Could you set out every line of the entries below as a Markdown table with the columns Row and Text, where Row gives the line's number and Text gives the line itself? Skip blank lines and leave the pictures out.

#### Data shown ####

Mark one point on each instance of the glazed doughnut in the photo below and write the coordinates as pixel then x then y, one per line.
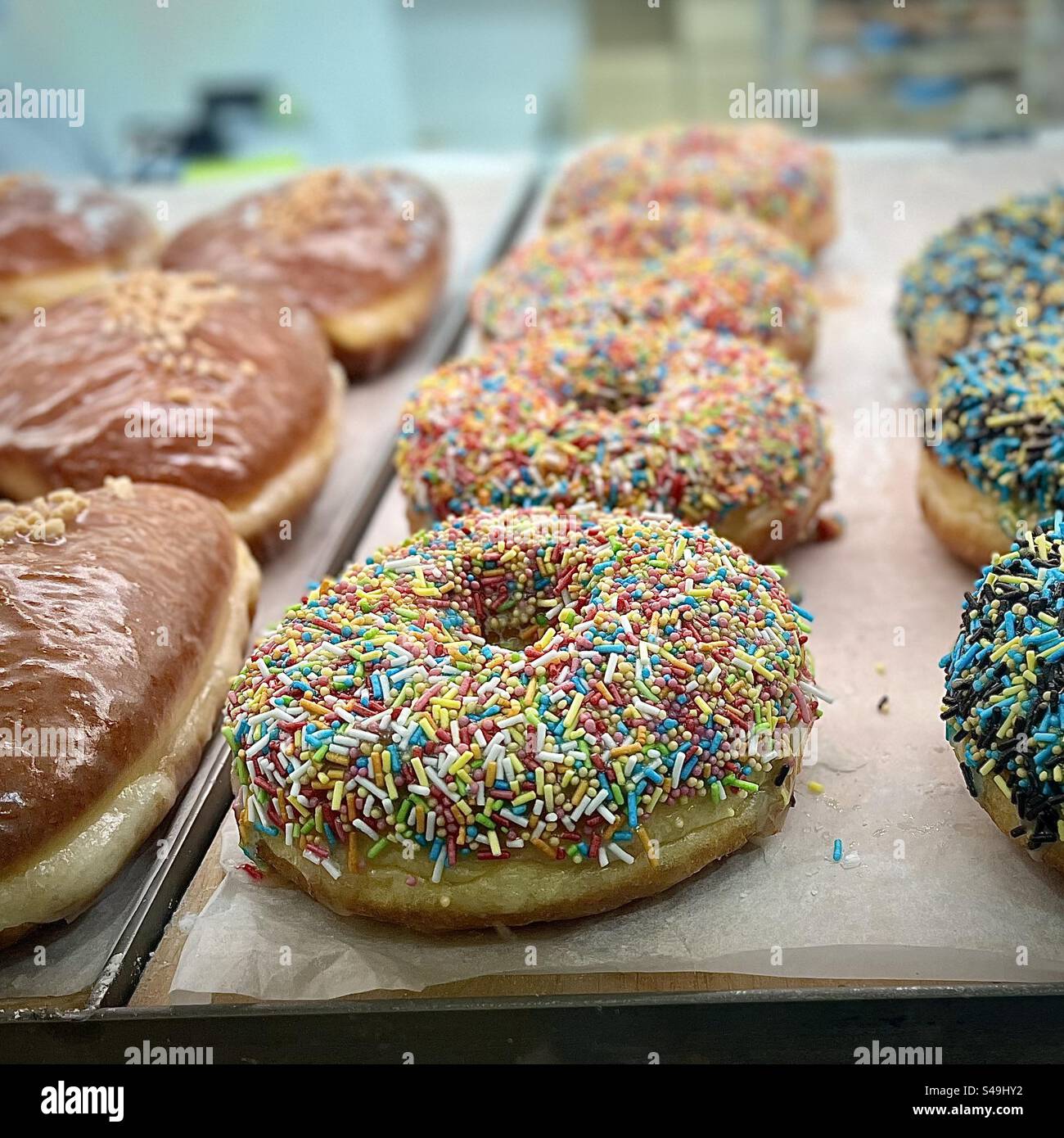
pixel 1000 461
pixel 57 242
pixel 760 169
pixel 367 253
pixel 709 428
pixel 521 716
pixel 123 613
pixel 713 270
pixel 1003 709
pixel 172 378
pixel 999 271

####

*Complete answer*.
| Row | Text |
|---|---|
| 1 | Mark one point on each instance of the glazed doughnut in the photo below and write the coordinates as pixel then x then y, one per line. |
| 2 | pixel 1000 461 |
| 3 | pixel 57 242 |
| 4 | pixel 760 169 |
| 5 | pixel 367 253 |
| 6 | pixel 709 428 |
| 7 | pixel 521 716 |
| 8 | pixel 123 613 |
| 9 | pixel 713 270 |
| 10 | pixel 1003 709 |
| 11 | pixel 172 378 |
| 12 | pixel 999 271 |